Текст страницы:
Особую роль сыграл кризис в Великобритании в связи с болезнью коровьего бешенства, который открыл регуляторный аппарат страны непривычно пристальному взору публики. В результате пришло осознание того, что политика правительства, особенно в вопросах, касающихся безопасности пищи и общественного здоровья, может стать чрезвычайно политизированной сферой вследствие пристального внимания и недоверия общества.
Центральное место, занимаемое пищей в этих формах участия общества, связано с более широкими контекстуальными сдвигами, которые были обусловлены недавней политизацией пищи. Хотя пища всегда была так или иначе вопросом политики, политика в области пищи за последние двадцать лет изменилась. Двадцать лет назад она концентрировалась вокруг проблем доступности пищи. В 1990-е годы произошел поворот – публичное внимание стало фокусироваться на вопросах риска, включая инфекционные микробы (сальмонелла, листерия, E. Coli), химические токсины (диоксины, антибиотики, гормоны, меламин), новые технологии (ГМО, клонированные животные) и вновь возникающие зоонозные болезни (коровье бешенство, птичий грипп). Потребление пищи – это область, в которой риск является объектом переговоров: во-первых, промышленность, правительственные органы и потребительские организации стремятся убедить потребителей в безопасности пищевых продуктов и методов их производства, во-вторых, потребители на индивидуальном уровне контролируют то, что они хотят допускать в свое тело.
В процессы политизации пищи все больше вовлекаются СМИ и Интернет, открывающие новые возможности для выдвижения и отстаивания различных позиций. Некоторые социальные движения, отчасти возникшие в 1960-е годы, тоже стали ставить вопросы пищи в центр своих интересов. Это относится к экологическим и феминистским движениям, а также к движению сторонников альтернативного питания.
Г. Блю ставит своей целью рассмотрение пересечений между вопросами питания, обществом и наукой. Потребление пищи – это «невидимая» форма участия общества, поскольку оно не подпадает под доминирующие определения участия в политике (голосование, лоббирование, протестная активность, участие в дебатах, консультирование), и потому часто выпадает из поля зрения. К примеру, в США потребители выражали свои опасения по поводу гормона rBGH не участием в традиционных формах политической вовлеченности, а тем, что они стали предпочитать органическое молоко. Иначе говоря, голос потребителей реализуется через то, что они покупают и что они едят.
Сегодня интересы граждан все чаще выражаются в таких формах, как потребительская активность и стиль жизни. Политические тенденции 1980–1990-х годов (так называемых «новых времен») благоприятствовали дерегулируемой политической среде, когда происходило уменьшение власти политических организаций, построенных по классовому принципу, таких, как профсоюзы. Теряют почву такие традиционные якоря идентичности и общности, как церковь, семья и т. п.

Содержимое набора данных:

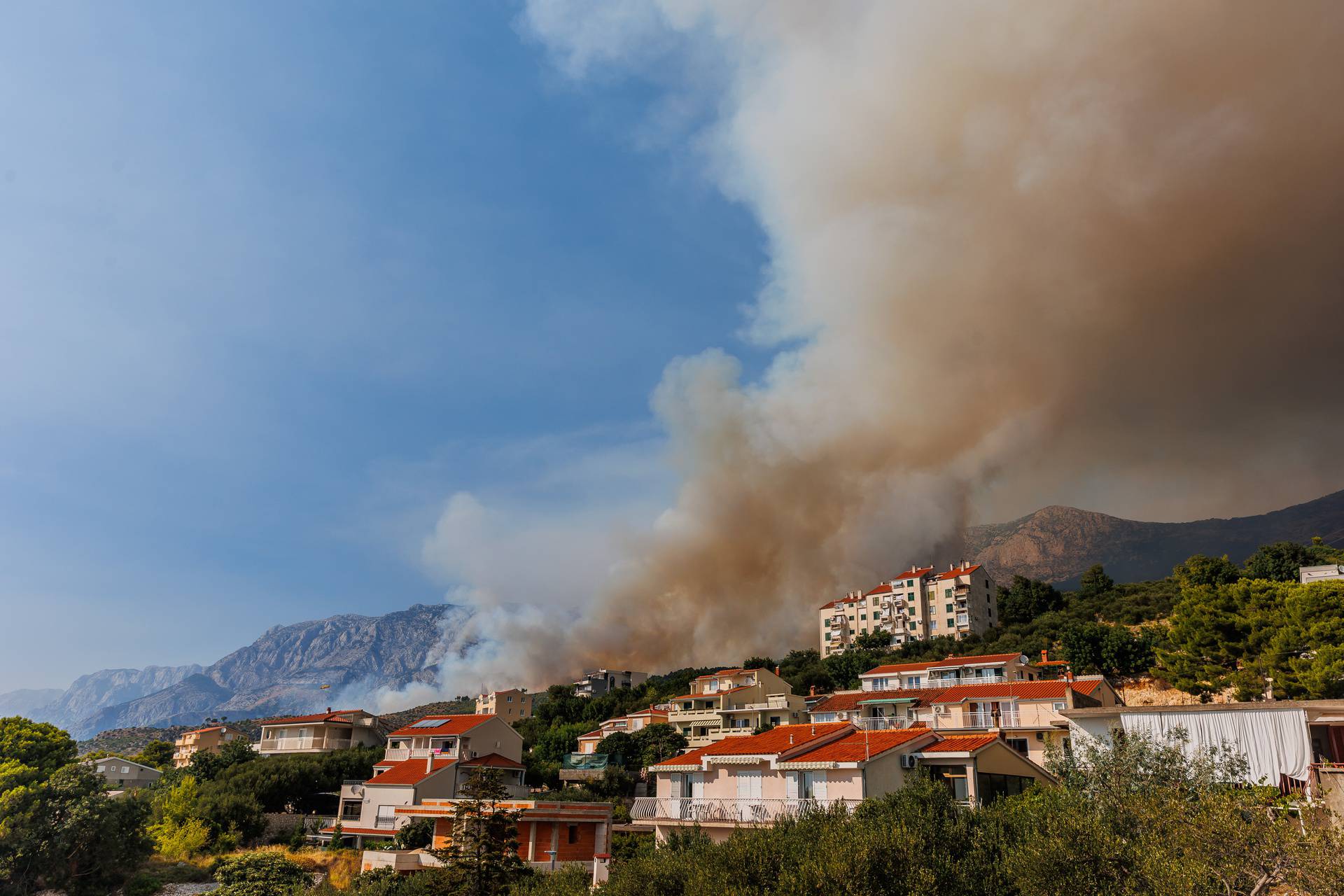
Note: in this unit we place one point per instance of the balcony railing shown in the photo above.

* * *

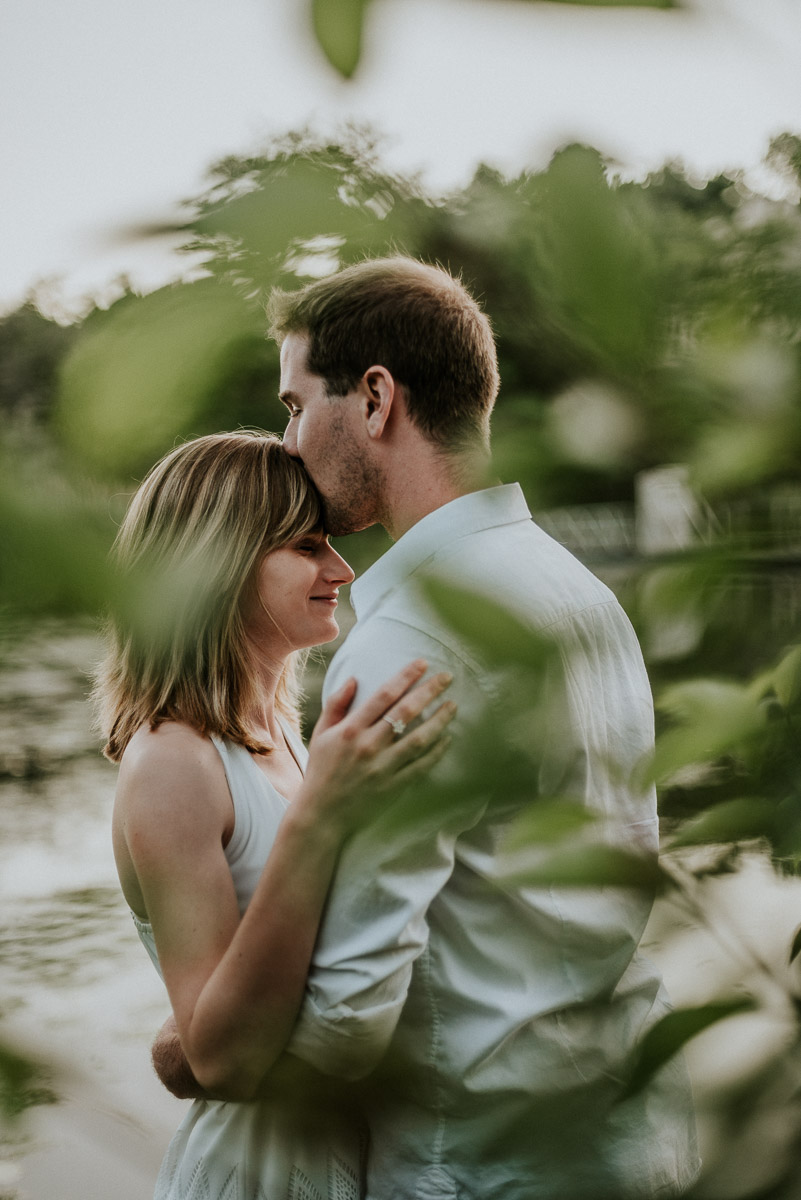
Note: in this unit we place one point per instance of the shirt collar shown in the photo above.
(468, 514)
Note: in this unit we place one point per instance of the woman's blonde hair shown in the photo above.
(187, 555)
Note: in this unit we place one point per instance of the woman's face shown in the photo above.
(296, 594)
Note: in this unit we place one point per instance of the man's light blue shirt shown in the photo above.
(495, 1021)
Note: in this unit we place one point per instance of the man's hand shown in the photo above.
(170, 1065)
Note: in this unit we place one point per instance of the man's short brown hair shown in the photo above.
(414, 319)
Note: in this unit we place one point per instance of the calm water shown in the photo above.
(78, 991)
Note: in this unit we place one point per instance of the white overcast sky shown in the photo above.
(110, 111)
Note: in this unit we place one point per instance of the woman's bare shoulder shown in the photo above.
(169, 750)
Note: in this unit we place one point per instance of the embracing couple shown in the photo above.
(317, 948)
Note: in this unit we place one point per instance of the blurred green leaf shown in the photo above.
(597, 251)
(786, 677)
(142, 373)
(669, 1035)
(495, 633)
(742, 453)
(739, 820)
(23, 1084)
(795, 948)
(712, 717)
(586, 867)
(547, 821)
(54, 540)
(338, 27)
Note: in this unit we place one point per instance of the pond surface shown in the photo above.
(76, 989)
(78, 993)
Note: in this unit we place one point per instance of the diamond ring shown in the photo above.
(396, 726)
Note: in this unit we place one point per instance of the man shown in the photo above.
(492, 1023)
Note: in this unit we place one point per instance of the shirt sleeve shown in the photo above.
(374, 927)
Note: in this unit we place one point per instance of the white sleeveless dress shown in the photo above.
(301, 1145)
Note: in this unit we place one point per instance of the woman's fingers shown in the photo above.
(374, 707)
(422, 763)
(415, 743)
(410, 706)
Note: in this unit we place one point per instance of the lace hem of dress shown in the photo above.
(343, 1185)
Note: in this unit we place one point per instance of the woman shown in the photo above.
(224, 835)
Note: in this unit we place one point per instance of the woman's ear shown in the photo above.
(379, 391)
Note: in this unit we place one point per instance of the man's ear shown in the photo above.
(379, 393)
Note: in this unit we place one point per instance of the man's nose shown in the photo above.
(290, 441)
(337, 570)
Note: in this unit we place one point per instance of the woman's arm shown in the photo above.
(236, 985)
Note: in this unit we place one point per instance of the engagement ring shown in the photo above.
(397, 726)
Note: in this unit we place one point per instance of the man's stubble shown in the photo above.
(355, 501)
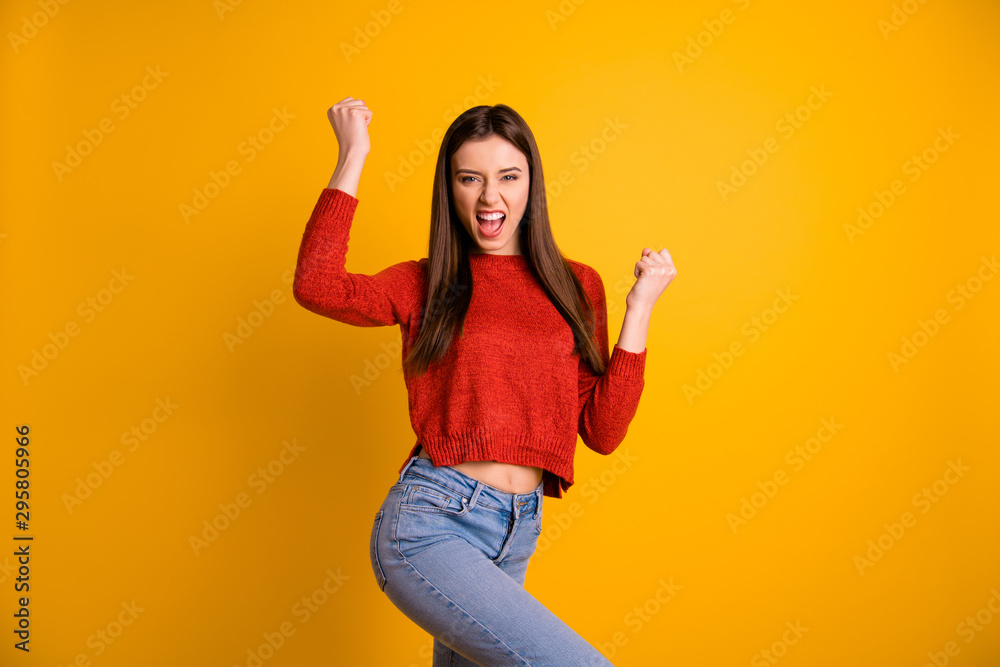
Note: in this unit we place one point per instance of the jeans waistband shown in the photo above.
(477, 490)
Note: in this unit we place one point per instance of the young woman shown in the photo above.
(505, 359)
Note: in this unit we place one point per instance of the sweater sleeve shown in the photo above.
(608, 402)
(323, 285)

Части упражнения:
- a) Вокруг каких проблем, согласно тексту о политизации пищи, двадцать лет назад концентрировалась политика в области пищи?
- b) Перепишите из текста о политизации пищи фрагмент, начиная со слов «Сегодня интересы граждан» и заканчивая словами «семья и т. п.».

Ответы к заданиям:
- a) Вокруг проблем доступности пищи.

- b)
Сегодня интересы граждан все чаще выражаются в таких формах, как потребительская активность и стиль жизни. Политические тенденции 1980–1990-х годов (так называемых «новых времен») благоприятствовали дерегулируемой политической среде, когда происходило уменьшение власти политических организаций, построенных по классовому принципу, таких, как профсоюзы. Теряют почву такие традиционные якоря идентичности и общности, как церковь, семья и т. п.